▸ **DATA RECORDS**:
** begin **

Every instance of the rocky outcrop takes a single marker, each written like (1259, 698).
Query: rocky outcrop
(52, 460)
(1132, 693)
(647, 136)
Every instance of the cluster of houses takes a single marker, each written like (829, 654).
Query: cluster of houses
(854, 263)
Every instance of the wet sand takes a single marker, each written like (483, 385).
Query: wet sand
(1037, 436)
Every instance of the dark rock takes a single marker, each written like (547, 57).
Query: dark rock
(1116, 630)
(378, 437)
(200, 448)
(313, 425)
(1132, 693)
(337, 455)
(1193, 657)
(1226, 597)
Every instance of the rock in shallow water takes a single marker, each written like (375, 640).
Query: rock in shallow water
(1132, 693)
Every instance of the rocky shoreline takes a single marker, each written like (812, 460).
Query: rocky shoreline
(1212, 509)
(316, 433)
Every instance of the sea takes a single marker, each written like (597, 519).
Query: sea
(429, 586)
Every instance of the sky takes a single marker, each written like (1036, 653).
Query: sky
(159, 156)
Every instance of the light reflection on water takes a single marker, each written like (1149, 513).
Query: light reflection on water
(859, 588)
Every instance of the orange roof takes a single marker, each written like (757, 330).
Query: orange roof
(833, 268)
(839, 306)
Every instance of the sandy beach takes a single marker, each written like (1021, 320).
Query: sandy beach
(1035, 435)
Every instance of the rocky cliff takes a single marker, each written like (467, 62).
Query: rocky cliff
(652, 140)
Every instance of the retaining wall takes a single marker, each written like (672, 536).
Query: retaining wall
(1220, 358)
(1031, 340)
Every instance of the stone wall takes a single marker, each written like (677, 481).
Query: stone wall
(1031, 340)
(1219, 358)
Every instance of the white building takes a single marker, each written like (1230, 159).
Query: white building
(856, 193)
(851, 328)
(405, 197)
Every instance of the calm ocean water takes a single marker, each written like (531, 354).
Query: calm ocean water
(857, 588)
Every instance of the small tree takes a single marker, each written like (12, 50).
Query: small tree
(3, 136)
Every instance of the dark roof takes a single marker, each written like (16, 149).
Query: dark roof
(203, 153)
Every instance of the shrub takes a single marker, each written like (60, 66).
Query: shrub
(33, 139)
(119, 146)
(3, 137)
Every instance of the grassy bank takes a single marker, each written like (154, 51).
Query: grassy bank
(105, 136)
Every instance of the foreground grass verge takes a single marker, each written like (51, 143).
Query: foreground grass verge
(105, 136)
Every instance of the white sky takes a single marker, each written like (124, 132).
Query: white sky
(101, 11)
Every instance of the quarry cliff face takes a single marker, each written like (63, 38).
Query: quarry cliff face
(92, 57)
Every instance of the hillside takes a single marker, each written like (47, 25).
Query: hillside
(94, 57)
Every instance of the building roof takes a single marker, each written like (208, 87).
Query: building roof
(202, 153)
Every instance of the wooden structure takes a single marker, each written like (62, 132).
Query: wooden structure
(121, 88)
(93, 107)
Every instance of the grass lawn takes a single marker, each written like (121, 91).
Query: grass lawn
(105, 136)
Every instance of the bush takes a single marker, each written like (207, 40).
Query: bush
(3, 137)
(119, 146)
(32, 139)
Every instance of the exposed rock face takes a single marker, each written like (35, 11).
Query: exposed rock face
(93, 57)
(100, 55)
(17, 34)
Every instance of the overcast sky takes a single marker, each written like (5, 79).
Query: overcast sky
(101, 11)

** end **
** begin **

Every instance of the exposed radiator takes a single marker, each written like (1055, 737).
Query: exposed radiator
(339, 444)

** end **

From the data above, render the lines as a numbered list, skipping any blank lines. Use only the part that opens with the line containing "Every instance of the rocky cliff" and closes with the line containing "(1219, 358)", both included.

▸ **ANSWER TO THIS TASK**:
1. Every instance of the rocky cliff takes a single marker, each written like (467, 62).
2. Query: rocky cliff
3. (652, 140)
4. Every instance of the retaining wall takes a single marker, each written like (672, 536).
5. Query: retaining wall
6. (1220, 358)
7. (1031, 340)
8. Every instance of the stone wall takes a single marker, each written like (677, 481).
9. Query: stone wall
10. (1031, 340)
11. (1219, 358)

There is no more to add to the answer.